◆ WHAT YOU WILL DO:
Give back, unchanged, each line from the one containing "320, row 69." through the last line of the entries below.

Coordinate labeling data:
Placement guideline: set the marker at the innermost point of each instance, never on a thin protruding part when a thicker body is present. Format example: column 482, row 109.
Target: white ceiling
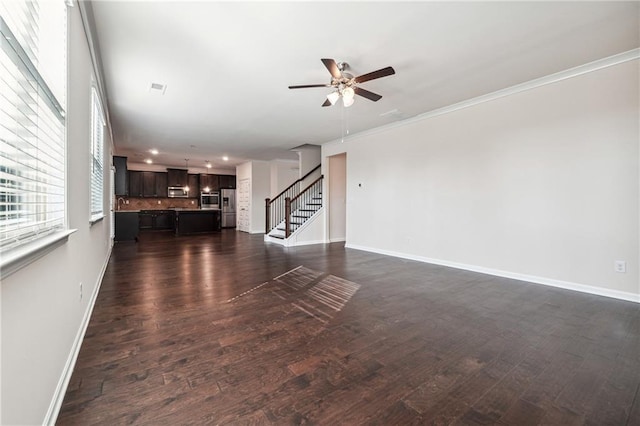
column 227, row 65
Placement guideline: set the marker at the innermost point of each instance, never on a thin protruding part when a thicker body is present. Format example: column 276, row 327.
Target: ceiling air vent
column 158, row 88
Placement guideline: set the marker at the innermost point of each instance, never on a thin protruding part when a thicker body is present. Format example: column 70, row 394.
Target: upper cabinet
column 135, row 183
column 193, row 182
column 177, row 177
column 227, row 181
column 122, row 180
column 147, row 184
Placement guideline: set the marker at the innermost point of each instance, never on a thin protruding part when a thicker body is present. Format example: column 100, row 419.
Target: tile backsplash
column 136, row 203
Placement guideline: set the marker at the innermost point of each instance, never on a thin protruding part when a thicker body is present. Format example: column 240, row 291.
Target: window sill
column 22, row 256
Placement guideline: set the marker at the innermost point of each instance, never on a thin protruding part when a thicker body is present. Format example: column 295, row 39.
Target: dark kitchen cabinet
column 121, row 180
column 227, row 181
column 164, row 219
column 161, row 184
column 135, row 183
column 126, row 226
column 177, row 177
column 148, row 184
column 145, row 219
column 194, row 190
column 156, row 219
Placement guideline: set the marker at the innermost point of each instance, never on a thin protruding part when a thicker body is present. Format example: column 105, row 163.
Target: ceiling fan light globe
column 333, row 97
column 347, row 102
column 348, row 94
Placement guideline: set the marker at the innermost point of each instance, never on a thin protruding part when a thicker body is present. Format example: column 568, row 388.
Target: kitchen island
column 195, row 221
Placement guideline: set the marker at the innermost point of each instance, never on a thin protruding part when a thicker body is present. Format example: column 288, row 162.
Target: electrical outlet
column 620, row 266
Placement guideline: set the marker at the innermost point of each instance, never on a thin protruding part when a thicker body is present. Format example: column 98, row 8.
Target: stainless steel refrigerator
column 228, row 207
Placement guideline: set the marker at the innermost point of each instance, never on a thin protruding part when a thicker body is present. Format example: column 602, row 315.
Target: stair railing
column 311, row 196
column 275, row 208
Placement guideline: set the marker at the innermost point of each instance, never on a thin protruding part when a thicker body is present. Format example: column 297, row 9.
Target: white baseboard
column 308, row 243
column 583, row 288
column 63, row 382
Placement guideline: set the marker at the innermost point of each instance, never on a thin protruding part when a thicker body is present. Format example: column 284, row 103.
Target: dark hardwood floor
column 196, row 330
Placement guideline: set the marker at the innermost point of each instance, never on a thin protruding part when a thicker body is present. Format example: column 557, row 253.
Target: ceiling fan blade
column 367, row 94
column 332, row 67
column 375, row 74
column 305, row 86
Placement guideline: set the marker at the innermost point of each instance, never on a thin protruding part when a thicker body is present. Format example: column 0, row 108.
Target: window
column 97, row 169
column 33, row 80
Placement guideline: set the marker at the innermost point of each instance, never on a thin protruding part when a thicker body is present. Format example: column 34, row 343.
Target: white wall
column 259, row 173
column 283, row 174
column 260, row 189
column 542, row 185
column 42, row 312
column 337, row 197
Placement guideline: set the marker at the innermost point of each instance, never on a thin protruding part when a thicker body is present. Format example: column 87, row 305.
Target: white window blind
column 32, row 120
column 97, row 169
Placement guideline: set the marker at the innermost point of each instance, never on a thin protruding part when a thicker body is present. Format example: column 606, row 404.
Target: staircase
column 290, row 210
column 298, row 217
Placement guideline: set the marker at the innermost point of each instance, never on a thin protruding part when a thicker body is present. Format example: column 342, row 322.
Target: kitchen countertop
column 177, row 209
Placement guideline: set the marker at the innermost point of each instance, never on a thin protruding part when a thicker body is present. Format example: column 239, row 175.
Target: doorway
column 337, row 198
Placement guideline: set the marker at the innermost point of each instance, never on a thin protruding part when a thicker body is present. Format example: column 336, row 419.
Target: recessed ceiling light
column 158, row 88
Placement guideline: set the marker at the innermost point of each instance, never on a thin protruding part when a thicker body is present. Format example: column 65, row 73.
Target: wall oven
column 209, row 200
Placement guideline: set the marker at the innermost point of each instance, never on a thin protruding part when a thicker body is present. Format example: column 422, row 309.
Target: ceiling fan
column 346, row 85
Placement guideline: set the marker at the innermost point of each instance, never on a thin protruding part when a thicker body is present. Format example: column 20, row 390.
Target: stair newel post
column 267, row 226
column 287, row 217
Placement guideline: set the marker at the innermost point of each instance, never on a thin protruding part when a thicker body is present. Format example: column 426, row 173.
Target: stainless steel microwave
column 177, row 192
column 210, row 200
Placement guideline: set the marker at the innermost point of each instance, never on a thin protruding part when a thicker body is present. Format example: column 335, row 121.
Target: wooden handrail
column 294, row 183
column 307, row 188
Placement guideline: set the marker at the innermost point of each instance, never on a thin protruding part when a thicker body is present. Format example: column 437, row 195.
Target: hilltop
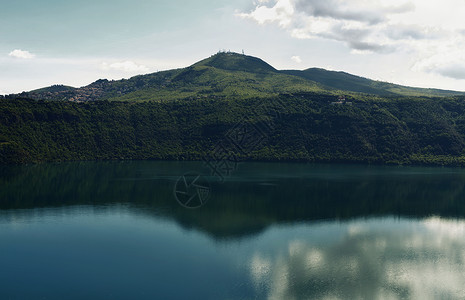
column 229, row 75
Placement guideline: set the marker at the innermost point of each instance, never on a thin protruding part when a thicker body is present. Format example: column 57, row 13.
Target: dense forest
column 314, row 127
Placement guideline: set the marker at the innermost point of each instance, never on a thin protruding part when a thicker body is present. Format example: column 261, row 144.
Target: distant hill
column 348, row 82
column 229, row 75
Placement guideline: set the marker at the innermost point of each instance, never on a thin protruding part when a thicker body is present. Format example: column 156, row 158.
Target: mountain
column 229, row 75
column 348, row 82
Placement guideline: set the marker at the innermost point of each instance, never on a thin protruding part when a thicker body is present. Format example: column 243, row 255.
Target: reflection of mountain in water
column 257, row 196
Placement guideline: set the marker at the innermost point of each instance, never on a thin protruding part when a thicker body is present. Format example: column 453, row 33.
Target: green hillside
column 298, row 127
column 229, row 75
column 348, row 82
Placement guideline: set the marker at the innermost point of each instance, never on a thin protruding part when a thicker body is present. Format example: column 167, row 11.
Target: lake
column 129, row 230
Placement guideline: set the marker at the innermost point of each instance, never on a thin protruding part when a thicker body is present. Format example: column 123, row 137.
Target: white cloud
column 18, row 53
column 125, row 66
column 296, row 59
column 431, row 34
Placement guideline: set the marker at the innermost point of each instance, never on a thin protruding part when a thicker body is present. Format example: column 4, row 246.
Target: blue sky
column 411, row 42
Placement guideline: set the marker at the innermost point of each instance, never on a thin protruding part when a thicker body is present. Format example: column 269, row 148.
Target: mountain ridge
column 226, row 75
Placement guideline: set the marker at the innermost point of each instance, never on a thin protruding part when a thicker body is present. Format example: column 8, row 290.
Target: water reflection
column 256, row 197
column 374, row 259
column 271, row 231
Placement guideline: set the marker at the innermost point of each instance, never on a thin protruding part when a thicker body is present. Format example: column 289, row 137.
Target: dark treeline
column 299, row 127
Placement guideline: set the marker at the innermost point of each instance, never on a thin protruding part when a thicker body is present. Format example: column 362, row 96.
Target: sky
column 410, row 42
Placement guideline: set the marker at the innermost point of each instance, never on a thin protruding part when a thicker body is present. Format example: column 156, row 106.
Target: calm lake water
column 114, row 230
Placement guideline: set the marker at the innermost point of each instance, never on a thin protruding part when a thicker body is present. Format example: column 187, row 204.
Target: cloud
column 360, row 24
column 18, row 53
column 297, row 59
column 431, row 35
column 125, row 66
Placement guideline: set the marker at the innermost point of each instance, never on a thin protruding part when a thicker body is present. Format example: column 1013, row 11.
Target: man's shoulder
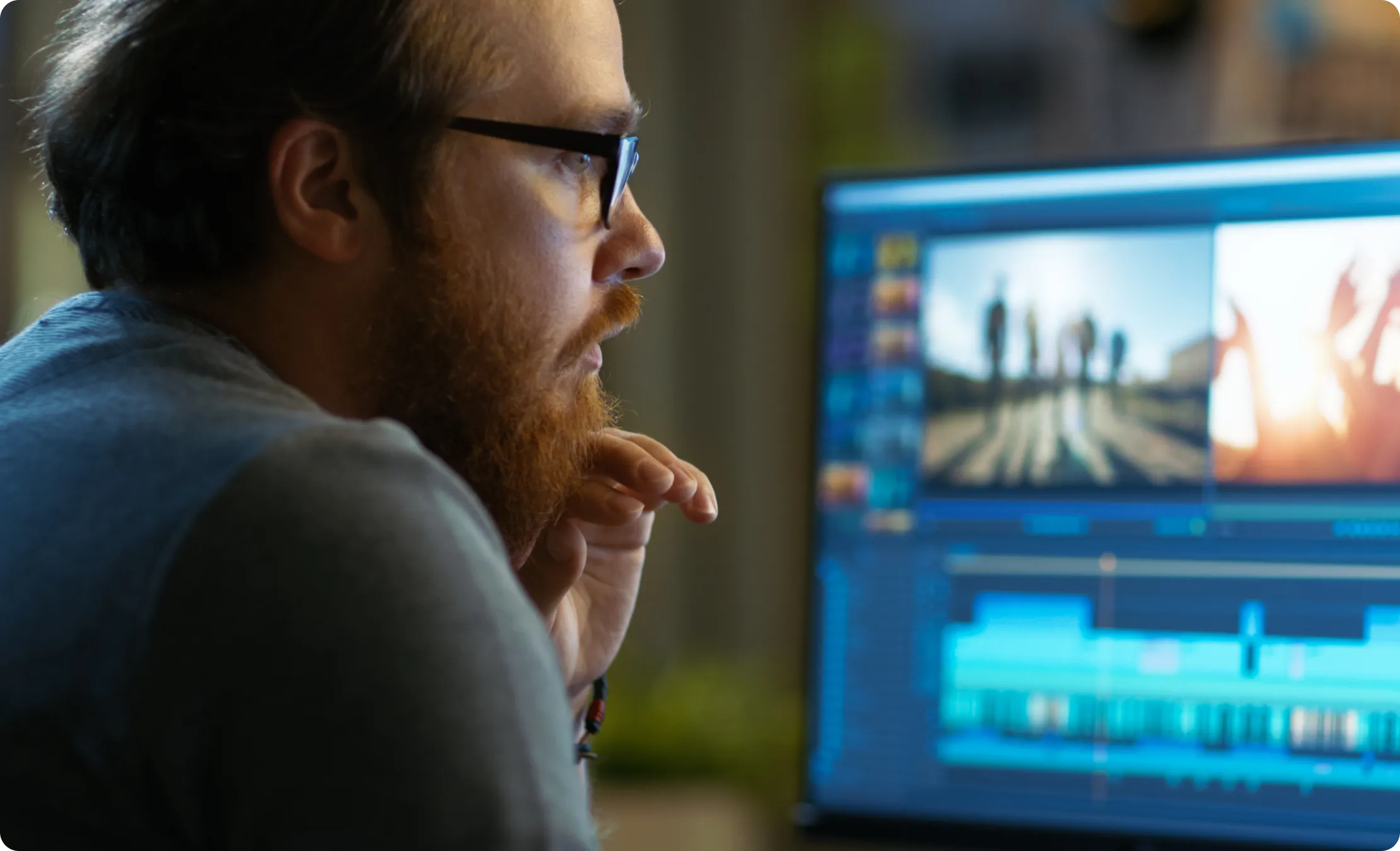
column 346, row 479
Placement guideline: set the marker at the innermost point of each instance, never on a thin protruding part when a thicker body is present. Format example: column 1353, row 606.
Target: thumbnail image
column 1307, row 370
column 895, row 296
column 844, row 485
column 898, row 251
column 1067, row 360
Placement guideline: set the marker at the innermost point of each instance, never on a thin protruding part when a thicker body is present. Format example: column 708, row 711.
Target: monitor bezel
column 821, row 823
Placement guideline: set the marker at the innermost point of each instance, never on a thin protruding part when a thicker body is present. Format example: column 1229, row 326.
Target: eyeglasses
column 621, row 151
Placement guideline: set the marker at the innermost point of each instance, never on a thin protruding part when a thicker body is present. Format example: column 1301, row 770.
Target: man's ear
column 317, row 192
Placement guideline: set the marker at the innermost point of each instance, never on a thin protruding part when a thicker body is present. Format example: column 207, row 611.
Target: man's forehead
column 568, row 66
column 601, row 117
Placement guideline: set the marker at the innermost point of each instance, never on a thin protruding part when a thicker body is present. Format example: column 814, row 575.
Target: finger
column 631, row 465
column 631, row 536
column 597, row 503
column 554, row 567
column 703, row 507
column 685, row 485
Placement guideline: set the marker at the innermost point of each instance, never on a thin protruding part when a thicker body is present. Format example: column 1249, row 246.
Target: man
column 279, row 494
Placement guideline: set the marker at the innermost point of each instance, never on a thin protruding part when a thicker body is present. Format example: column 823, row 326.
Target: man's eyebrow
column 615, row 121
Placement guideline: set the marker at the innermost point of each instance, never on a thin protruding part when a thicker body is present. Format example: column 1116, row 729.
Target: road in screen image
column 1307, row 381
column 1067, row 360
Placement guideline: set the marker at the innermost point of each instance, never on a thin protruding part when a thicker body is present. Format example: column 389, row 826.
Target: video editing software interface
column 1108, row 524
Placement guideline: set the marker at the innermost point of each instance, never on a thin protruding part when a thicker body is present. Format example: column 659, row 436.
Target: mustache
column 621, row 310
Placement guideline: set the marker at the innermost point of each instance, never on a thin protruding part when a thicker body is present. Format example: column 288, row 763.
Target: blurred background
column 751, row 101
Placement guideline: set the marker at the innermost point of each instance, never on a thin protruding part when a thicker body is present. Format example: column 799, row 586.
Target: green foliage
column 708, row 721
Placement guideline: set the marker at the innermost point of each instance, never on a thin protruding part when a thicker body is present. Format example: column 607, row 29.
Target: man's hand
column 586, row 570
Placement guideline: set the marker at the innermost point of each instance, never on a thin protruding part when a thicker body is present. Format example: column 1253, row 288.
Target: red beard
column 455, row 357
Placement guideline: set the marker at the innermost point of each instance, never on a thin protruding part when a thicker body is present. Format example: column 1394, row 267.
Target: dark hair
column 156, row 118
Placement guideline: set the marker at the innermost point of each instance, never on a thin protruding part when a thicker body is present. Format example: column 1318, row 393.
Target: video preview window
column 1071, row 359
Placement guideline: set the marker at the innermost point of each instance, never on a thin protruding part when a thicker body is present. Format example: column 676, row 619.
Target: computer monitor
column 1106, row 531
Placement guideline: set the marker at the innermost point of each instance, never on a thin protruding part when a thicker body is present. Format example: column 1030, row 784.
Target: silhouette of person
column 1117, row 353
column 1034, row 344
column 1088, row 342
column 996, row 344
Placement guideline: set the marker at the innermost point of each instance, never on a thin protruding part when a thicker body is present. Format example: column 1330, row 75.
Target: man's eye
column 577, row 163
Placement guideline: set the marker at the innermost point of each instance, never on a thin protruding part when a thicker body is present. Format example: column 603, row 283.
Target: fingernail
column 557, row 545
column 654, row 473
column 624, row 504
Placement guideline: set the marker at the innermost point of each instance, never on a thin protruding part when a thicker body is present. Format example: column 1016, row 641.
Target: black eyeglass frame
column 616, row 149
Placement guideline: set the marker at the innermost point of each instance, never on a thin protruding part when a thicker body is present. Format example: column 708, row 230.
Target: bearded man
column 315, row 526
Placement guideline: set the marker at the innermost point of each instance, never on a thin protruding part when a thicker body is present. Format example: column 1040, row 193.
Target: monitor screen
column 1108, row 502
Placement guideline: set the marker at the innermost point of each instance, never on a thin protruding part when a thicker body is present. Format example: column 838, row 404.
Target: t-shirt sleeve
column 341, row 658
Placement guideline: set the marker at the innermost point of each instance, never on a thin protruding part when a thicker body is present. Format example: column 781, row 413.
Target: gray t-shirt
column 231, row 620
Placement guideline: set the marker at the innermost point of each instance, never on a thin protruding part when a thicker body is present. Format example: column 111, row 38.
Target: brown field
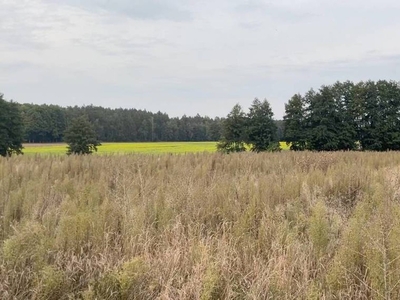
column 201, row 226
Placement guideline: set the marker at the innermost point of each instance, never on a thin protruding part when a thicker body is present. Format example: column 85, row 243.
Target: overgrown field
column 201, row 226
column 153, row 148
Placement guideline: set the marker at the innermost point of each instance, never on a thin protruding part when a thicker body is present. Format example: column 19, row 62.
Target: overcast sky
column 189, row 57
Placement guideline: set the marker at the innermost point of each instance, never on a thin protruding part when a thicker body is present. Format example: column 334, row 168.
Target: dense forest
column 345, row 116
column 342, row 116
column 47, row 123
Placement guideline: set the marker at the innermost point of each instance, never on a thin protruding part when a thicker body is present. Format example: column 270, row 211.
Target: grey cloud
column 137, row 9
column 273, row 11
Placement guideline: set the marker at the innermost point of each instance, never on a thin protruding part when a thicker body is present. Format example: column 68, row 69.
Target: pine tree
column 261, row 127
column 295, row 133
column 11, row 128
column 233, row 132
column 81, row 137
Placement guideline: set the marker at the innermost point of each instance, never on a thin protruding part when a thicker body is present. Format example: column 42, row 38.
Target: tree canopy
column 256, row 129
column 81, row 137
column 345, row 116
column 11, row 128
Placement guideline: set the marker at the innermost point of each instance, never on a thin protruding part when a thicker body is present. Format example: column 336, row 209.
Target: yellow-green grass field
column 123, row 148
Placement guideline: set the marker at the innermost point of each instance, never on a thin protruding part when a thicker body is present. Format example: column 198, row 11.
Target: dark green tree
column 233, row 131
column 295, row 133
column 11, row 128
column 81, row 137
column 261, row 129
column 326, row 127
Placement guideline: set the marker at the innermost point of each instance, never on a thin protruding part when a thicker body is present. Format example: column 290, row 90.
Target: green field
column 152, row 148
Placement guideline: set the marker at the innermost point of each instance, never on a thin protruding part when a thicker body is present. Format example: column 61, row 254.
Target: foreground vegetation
column 201, row 226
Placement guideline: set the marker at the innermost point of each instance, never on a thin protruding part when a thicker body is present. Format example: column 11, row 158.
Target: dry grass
column 201, row 226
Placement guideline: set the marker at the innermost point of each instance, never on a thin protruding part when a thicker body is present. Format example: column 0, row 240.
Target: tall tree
column 11, row 128
column 233, row 131
column 295, row 133
column 81, row 137
column 261, row 131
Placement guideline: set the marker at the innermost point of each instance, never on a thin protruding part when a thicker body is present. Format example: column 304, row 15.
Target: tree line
column 47, row 124
column 345, row 116
column 342, row 116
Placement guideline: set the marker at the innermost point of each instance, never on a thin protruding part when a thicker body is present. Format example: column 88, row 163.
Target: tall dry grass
column 201, row 226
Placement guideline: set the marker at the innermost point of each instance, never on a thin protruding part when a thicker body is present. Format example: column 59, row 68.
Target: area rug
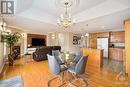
column 12, row 82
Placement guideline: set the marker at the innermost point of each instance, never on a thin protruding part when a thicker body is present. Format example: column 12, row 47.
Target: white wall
column 53, row 40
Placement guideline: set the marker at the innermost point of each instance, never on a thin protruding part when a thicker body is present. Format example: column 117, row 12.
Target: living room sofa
column 41, row 52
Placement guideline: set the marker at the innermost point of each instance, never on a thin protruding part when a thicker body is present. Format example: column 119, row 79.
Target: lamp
column 2, row 25
column 65, row 20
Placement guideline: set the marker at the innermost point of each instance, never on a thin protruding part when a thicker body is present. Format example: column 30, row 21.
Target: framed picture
column 3, row 36
column 76, row 40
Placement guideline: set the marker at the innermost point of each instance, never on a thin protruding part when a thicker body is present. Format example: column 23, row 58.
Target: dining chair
column 56, row 68
column 56, row 53
column 79, row 69
column 78, row 55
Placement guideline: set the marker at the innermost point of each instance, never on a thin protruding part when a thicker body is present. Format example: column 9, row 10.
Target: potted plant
column 11, row 39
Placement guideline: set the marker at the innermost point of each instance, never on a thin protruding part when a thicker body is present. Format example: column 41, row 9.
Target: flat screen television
column 38, row 42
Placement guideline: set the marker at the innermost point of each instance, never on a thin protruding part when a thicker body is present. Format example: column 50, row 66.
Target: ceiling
column 39, row 16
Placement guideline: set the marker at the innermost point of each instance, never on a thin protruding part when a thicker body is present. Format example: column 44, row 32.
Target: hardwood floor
column 37, row 74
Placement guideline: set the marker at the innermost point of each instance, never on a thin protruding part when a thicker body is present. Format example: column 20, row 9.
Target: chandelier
column 2, row 25
column 65, row 20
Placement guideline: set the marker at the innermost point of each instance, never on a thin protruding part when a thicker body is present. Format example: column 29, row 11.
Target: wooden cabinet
column 116, row 53
column 117, row 37
column 127, row 45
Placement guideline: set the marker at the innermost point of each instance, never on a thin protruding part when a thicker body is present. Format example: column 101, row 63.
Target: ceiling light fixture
column 2, row 25
column 65, row 20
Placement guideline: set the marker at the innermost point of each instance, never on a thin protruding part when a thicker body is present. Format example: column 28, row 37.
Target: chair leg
column 76, row 77
column 51, row 80
column 56, row 78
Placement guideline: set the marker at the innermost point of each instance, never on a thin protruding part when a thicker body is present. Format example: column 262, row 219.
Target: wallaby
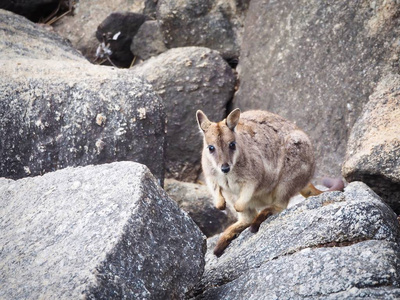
column 256, row 161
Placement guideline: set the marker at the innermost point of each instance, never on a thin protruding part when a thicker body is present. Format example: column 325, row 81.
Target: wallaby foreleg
column 234, row 230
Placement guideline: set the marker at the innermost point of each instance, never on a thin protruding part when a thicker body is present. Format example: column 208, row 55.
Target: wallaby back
column 256, row 161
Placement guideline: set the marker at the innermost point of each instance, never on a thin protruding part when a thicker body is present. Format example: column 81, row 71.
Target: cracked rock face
column 336, row 245
column 59, row 111
column 373, row 149
column 97, row 232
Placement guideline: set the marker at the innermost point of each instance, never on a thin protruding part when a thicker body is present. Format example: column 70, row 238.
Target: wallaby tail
column 334, row 184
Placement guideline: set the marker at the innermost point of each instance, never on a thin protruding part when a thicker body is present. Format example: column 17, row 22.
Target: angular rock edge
column 101, row 231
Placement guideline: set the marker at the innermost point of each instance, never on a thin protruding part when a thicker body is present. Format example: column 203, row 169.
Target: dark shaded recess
column 128, row 25
column 386, row 188
column 35, row 11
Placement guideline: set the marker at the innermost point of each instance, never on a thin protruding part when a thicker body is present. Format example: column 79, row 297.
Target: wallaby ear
column 202, row 120
column 233, row 119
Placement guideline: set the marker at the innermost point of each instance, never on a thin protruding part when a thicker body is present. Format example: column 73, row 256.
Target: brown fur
column 272, row 160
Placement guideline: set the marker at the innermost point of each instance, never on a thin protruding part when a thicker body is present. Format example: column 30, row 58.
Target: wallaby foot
column 310, row 190
column 228, row 235
column 334, row 184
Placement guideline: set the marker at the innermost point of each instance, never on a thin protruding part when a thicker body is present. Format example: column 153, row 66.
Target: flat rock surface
column 355, row 218
column 58, row 110
column 99, row 232
column 188, row 79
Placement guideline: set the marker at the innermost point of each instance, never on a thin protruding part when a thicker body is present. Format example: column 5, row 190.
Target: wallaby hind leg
column 262, row 216
column 234, row 230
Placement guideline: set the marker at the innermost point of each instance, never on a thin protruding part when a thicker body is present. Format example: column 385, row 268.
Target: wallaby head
column 220, row 144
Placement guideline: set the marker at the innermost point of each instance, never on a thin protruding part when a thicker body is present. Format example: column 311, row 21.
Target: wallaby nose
column 225, row 168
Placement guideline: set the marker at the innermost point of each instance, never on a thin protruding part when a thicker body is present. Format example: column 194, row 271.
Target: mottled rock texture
column 326, row 245
column 209, row 23
column 97, row 232
column 195, row 199
column 373, row 150
column 188, row 79
column 148, row 41
column 316, row 63
column 62, row 111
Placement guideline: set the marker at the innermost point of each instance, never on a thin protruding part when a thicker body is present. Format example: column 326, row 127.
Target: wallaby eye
column 211, row 148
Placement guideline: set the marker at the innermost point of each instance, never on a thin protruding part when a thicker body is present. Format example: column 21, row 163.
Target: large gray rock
column 196, row 200
column 97, row 232
column 295, row 253
column 188, row 79
column 364, row 270
column 373, row 150
column 63, row 112
column 17, row 36
column 209, row 23
column 316, row 63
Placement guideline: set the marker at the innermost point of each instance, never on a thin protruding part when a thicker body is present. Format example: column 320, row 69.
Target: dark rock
column 116, row 33
column 80, row 28
column 17, row 36
column 373, row 150
column 316, row 63
column 58, row 113
column 150, row 8
column 214, row 24
column 148, row 41
column 294, row 252
column 196, row 200
column 34, row 10
column 188, row 79
column 96, row 232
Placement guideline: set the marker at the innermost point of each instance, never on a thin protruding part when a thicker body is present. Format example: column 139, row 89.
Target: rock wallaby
column 256, row 161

◆ CORRECT RESULT:
Placement guideline: set the marker at the innermost point of each instance, never on a thin protruding part when a thicker body is present. Format example: column 320, row 69.
Target: dark rock
column 116, row 33
column 80, row 28
column 17, row 36
column 373, row 150
column 316, row 63
column 58, row 113
column 150, row 8
column 214, row 24
column 148, row 41
column 294, row 252
column 196, row 200
column 34, row 10
column 188, row 79
column 96, row 232
Placement guideline: set the marker at the innermost point of each instance, never on a thin protruding part when a thicker body is present. Format example: column 139, row 89.
Target: rock wallaby
column 256, row 161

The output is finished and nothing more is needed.